Work task: When a line of the listing below has the string "green" in it, copy that line.

Material for the task:
*-*-*

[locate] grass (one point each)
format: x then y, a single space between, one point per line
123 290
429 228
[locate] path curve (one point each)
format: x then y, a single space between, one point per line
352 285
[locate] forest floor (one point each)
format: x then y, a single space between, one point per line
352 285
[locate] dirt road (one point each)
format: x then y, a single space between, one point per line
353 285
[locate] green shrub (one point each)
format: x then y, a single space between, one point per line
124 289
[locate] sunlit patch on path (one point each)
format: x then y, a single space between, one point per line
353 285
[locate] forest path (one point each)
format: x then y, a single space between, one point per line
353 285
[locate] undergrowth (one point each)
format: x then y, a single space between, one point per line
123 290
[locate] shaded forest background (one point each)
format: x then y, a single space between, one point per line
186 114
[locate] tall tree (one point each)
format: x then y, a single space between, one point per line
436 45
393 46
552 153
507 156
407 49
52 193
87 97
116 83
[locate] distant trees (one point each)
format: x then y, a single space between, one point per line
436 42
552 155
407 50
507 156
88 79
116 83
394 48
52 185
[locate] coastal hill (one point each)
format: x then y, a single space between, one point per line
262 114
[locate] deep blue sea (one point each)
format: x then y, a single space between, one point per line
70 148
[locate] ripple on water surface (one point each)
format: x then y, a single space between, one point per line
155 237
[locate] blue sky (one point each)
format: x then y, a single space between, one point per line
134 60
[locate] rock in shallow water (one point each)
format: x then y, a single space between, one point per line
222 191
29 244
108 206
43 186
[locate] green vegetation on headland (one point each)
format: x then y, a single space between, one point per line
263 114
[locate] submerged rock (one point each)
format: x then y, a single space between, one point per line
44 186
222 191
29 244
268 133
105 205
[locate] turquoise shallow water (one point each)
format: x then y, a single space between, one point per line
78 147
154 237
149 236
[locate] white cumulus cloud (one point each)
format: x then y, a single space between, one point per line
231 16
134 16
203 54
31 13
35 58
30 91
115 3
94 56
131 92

*-*-*

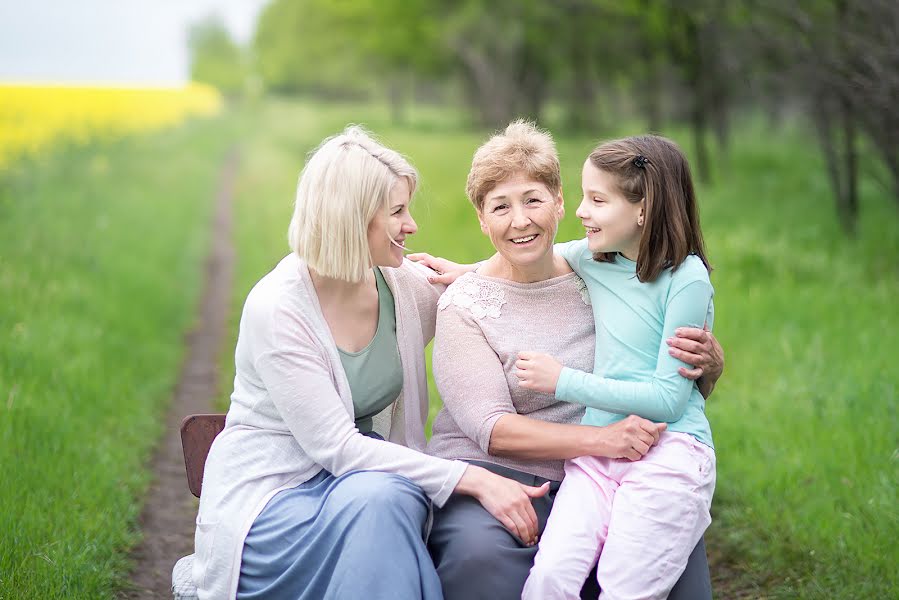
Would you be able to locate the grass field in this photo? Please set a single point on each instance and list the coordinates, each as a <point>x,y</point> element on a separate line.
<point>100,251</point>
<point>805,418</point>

*-*-*

Worked solution:
[locate] green shrub (one point each)
[locate] green vegetation on headland (one point each)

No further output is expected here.